> _Task objective_:
Copy the lines from the start of the rows through the line with "Trace each instance of the concrete deck.", substituting "wooden dock" for "concrete deck" and leaving everything else the same.

======== Stored records

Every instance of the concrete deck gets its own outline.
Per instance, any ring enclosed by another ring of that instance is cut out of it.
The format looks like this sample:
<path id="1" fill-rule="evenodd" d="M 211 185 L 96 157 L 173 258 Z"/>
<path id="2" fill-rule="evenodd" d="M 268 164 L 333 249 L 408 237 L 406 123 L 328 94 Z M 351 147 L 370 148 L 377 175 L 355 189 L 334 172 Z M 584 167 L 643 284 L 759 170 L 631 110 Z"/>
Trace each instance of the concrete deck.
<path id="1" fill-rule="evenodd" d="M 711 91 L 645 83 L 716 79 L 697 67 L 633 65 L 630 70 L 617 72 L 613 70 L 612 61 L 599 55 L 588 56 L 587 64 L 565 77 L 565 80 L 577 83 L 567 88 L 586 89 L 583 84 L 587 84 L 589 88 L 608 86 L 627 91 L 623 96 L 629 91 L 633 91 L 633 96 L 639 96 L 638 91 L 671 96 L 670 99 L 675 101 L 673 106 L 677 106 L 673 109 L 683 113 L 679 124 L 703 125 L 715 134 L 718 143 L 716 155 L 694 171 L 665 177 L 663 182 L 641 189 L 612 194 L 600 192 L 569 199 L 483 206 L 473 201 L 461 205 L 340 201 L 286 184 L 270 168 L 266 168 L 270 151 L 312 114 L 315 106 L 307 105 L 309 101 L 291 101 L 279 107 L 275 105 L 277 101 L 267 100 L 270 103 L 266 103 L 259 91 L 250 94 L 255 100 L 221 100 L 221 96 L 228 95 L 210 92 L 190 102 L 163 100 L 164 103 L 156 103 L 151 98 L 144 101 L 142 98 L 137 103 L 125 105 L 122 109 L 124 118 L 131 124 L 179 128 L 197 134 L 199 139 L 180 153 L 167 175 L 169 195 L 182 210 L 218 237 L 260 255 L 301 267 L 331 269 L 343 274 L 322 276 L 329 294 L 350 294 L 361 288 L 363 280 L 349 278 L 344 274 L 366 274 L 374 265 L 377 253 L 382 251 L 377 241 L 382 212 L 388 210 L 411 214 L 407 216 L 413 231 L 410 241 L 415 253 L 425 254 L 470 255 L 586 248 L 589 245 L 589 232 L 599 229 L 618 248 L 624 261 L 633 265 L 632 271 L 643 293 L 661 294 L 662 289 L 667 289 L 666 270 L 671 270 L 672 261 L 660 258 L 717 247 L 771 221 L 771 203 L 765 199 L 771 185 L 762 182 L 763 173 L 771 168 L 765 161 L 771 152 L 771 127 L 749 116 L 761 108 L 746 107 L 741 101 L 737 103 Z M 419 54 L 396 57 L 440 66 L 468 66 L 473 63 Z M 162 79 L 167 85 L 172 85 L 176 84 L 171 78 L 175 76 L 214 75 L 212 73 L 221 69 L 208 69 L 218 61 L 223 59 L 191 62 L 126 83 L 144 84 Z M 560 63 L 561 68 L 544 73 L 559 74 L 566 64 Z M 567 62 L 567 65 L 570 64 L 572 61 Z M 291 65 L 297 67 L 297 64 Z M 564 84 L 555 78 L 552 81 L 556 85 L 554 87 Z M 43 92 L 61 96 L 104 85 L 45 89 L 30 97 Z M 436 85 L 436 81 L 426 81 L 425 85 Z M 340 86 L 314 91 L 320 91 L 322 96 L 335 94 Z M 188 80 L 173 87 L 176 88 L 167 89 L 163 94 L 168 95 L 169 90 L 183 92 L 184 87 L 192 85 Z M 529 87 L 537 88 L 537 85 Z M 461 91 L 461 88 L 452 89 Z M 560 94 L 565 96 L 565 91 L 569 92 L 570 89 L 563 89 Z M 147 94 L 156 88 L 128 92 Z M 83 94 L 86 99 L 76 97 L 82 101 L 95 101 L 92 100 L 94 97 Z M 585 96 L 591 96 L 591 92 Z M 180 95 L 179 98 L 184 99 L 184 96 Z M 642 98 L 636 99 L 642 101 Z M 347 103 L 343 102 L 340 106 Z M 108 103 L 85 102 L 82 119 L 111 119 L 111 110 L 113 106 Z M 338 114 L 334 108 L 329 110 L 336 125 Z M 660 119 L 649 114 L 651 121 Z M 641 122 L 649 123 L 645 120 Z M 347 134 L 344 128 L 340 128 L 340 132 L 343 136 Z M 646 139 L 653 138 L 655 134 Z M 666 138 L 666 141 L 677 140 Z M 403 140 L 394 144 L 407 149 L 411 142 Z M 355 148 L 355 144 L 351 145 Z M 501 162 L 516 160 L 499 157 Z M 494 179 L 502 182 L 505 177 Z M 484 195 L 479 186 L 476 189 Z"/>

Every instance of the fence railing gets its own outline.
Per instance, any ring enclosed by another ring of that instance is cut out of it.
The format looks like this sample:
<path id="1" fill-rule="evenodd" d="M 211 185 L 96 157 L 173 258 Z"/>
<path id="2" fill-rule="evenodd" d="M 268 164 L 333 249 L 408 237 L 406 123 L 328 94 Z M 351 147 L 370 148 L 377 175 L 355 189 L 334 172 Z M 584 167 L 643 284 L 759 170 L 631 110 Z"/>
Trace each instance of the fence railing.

================

> _Response to this exercise_:
Every instance of the wooden dock gets its own outline.
Per instance, any ring enclosed by another ring of that instance is cut out of it.
The format looks like this sample:
<path id="1" fill-rule="evenodd" d="M 211 185 L 96 157 L 173 258 Z"/>
<path id="2" fill-rule="evenodd" d="M 268 164 L 333 249 L 408 237 L 406 123 L 328 94 Z M 351 147 L 370 148 L 377 175 L 355 189 L 334 172 Z M 584 167 L 643 284 L 759 170 L 631 110 Z"/>
Trace each instance of the wooden dock.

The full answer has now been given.